◆ **RECORDS FOR PROCESSING**:
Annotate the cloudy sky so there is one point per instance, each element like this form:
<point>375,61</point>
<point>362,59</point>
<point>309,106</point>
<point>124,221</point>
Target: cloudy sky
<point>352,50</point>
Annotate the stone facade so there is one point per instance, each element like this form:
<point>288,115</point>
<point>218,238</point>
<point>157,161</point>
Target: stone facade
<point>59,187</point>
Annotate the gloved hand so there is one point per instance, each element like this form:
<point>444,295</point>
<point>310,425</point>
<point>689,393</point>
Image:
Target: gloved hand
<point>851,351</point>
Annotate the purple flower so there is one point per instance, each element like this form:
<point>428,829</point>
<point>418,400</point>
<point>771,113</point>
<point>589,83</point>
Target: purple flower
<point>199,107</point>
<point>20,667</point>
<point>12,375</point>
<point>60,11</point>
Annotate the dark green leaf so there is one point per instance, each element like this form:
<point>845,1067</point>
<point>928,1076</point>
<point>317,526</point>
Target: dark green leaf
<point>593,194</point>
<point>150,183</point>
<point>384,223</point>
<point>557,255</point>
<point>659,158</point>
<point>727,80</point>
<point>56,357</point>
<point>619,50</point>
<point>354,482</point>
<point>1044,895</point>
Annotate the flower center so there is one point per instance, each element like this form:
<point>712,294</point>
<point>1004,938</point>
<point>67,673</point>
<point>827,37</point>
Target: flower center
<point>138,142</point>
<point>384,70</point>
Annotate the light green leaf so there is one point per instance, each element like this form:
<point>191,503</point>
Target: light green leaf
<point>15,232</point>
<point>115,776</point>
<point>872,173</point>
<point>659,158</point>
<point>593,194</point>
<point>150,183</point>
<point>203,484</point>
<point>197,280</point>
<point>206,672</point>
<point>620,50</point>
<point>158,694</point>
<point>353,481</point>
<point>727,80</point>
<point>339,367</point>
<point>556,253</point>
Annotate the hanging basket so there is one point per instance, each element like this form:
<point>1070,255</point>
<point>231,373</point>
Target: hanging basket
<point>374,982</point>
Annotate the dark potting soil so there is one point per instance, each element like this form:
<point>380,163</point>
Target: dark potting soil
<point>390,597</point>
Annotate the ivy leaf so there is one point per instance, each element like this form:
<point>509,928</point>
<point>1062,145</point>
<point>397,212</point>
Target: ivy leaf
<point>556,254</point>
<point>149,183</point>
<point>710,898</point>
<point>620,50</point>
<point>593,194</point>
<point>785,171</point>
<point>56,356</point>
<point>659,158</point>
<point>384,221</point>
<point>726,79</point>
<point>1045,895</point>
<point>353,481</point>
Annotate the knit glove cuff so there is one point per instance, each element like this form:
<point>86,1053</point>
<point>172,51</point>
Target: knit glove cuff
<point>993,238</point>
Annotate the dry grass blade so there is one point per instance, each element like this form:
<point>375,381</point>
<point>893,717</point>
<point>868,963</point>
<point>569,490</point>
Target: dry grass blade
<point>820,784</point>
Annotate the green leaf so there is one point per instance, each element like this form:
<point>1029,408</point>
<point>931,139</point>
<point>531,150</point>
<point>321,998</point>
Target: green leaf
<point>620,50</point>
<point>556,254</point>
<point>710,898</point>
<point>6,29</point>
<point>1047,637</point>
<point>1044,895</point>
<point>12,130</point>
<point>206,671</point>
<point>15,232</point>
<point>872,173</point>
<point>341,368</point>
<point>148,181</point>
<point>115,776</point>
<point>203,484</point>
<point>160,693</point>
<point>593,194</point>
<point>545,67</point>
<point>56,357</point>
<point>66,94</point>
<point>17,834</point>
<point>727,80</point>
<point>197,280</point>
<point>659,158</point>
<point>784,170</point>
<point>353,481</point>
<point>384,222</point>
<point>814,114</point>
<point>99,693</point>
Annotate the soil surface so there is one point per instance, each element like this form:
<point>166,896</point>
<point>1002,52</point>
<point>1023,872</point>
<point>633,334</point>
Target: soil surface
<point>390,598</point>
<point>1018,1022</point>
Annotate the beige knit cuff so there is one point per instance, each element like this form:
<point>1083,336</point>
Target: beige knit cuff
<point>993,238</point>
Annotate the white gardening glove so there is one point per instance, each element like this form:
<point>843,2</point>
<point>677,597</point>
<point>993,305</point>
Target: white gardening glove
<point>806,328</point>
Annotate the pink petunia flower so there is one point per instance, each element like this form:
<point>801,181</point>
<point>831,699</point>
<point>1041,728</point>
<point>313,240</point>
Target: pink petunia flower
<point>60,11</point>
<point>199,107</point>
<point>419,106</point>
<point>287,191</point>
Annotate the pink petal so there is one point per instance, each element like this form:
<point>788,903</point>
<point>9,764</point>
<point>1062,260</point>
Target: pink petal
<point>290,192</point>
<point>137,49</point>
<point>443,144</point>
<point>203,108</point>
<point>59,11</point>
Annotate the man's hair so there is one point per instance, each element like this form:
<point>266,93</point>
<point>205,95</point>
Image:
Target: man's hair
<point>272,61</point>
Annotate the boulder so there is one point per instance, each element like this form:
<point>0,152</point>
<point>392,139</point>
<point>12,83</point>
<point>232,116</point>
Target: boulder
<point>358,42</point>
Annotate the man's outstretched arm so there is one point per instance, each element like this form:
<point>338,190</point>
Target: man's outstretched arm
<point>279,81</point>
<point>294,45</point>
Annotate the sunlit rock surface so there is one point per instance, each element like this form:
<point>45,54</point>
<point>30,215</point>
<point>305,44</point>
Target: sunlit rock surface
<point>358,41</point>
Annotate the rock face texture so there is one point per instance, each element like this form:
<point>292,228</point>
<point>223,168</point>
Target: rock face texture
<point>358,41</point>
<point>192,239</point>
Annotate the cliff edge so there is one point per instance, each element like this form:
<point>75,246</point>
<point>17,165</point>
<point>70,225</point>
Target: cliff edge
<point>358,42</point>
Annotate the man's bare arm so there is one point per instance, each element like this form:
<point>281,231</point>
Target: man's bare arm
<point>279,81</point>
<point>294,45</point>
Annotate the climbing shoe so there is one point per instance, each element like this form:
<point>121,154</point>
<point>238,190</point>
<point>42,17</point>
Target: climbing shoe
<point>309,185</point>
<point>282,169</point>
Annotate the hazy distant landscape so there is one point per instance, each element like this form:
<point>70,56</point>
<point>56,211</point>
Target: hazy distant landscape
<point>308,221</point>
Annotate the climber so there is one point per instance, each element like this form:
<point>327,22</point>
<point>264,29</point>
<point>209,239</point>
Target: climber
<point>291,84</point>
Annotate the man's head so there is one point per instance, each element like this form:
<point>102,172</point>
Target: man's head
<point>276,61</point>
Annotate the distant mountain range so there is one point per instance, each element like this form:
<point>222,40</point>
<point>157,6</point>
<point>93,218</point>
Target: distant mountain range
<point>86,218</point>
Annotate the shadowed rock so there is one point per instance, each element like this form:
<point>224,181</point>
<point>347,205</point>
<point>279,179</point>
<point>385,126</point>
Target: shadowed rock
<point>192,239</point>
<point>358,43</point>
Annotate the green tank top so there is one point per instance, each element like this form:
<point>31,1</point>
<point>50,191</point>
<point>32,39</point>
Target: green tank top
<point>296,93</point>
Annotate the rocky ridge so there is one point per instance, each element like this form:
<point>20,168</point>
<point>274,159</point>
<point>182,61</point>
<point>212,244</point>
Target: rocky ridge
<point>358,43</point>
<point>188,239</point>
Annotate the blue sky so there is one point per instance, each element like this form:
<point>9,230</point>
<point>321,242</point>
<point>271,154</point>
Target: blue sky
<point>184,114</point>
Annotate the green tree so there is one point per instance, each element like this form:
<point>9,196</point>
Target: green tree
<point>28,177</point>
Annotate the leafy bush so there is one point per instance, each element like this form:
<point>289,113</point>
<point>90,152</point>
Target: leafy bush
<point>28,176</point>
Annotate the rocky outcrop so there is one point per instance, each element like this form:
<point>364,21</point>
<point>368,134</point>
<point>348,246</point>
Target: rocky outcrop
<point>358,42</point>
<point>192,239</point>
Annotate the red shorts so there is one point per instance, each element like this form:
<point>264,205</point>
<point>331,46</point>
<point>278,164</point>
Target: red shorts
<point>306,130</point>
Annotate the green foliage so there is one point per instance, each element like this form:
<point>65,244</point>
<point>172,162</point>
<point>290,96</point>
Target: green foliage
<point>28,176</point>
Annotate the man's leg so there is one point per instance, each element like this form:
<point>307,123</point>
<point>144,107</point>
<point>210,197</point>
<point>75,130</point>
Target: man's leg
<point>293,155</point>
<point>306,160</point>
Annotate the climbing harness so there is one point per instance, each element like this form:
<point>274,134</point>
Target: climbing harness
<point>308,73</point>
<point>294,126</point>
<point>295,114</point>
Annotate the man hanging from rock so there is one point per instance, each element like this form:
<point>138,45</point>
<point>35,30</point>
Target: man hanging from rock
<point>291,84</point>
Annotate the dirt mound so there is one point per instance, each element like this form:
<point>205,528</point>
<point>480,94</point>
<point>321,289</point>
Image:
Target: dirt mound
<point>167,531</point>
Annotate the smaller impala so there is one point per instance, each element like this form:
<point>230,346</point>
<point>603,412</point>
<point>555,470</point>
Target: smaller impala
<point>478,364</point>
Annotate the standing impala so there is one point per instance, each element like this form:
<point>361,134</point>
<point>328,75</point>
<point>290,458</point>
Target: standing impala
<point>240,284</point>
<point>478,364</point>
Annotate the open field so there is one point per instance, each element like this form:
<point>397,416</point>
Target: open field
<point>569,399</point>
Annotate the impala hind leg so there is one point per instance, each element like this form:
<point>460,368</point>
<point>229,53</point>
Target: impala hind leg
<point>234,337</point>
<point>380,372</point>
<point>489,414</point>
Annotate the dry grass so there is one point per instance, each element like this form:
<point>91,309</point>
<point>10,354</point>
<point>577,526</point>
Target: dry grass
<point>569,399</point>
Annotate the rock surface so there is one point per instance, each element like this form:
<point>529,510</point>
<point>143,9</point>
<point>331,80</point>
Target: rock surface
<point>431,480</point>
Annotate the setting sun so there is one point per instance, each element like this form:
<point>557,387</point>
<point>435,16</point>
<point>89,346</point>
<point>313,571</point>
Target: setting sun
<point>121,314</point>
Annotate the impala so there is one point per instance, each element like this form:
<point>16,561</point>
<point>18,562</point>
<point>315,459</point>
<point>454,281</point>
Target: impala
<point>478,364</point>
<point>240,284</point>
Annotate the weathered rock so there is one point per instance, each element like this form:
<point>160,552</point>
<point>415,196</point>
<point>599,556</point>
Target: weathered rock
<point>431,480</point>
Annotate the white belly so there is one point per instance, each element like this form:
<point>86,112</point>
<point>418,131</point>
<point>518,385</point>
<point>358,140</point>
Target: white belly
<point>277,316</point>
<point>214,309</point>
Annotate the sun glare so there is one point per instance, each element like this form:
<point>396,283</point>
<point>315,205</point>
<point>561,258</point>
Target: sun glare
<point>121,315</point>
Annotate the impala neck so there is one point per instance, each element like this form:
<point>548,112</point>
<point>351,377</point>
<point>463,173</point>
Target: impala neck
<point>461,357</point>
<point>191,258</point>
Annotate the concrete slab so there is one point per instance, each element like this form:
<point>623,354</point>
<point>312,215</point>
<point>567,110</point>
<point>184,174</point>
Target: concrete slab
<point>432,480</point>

◆ **DESCRIPTION OF THE TASK**: The lines above starting at the one that contains "Target: climbing shoe" and ending at the one that contains "Annotate the distant" must be transcribed exactly, and no other lines may appear.

◆ **SOLUTION FOR THIS TASK**:
Target: climbing shoe
<point>309,185</point>
<point>282,169</point>
Annotate the hazy distant landscape so there is one point per instance, each element like this form:
<point>70,56</point>
<point>56,211</point>
Target: hazy distant landscape
<point>308,221</point>
Annotate the climber so there is one point per instance, each element like this form:
<point>327,22</point>
<point>264,29</point>
<point>209,239</point>
Target: climber
<point>291,84</point>
Annotate the man's head so there is one point per instance, each element like this form:
<point>102,172</point>
Target: man's head
<point>276,61</point>
Annotate the distant mountain range so there is one point per instance, each element like this form:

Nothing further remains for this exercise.